→ EXERCISE TASK 1:
In the career advice text, what does a person need to build from scratch every time they switch employers?
→ EXERCISE TASK 2:
Reproduce the part of the career advice text between "It’s important to" and "have some fun .", inclusive.

→ TEXT SEGMENT:
——————

The biggest difficulty for you individually when you switch employers is that you need to build your network from scratch every time . You will need new mentors and sponsors – which takes time to establish . You will possibly need to build new client relationships too – which also takes time . And last but not least – there will be already a line of candidates ahead of you to get promoted in the new place . So while in the short term the money might look good – it might not translate to great success even in the medium term , let alone the long term . So think very carefully before you make important decisions .

9. Goal setting and staying flexible

It’s important to have a North Star on where you are headed . But it’s even more important to be flexible on the short term goals that will get you to your destination .

Early in your career – your interest might be in full stack development and you might end up doing test automation instead . It’s easy to get disheartened and think your skills are being wasted . If you think of life as a linear path – you will be disappointed more times than not . In this scenario – think about the life cycle of the software being built from the perspective of your engineering manager . Would they build great software without a great way to test it ? And once you learn testing and go back to dev – think about how much your approach will change the next time you code . And soon you will realize that it’s not as bad as it seemed initially and maybe you can find a way to make it work and have some fun .

——————

→ SOURCE DATA:
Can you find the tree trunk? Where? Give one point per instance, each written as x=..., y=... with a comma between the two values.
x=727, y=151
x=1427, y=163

——————

→ ANSWER 1:
Their network.

→ ANSWER 2:
It’s important to have a North Star on where you are headed . But it’s even more important to be flexible on the short term goals that will get you to your destination .

Early in your career – your interest might be in full stack development and you might end up doing test automation instead . It’s easy to get disheartened and think your skills are being wasted . If you think of life as a linear path – you will be disappointed more times than not . In this scenario – think about the life cycle of the software being built from the perspective of your engineering manager . Would they build great software without a great way to test it ? And once you learn testing and go back to dev – think about how much your approach will change the next time you code . And soon you will realize that it’s not as bad as it seemed initially and maybe you can find a way to make it work and have some fun .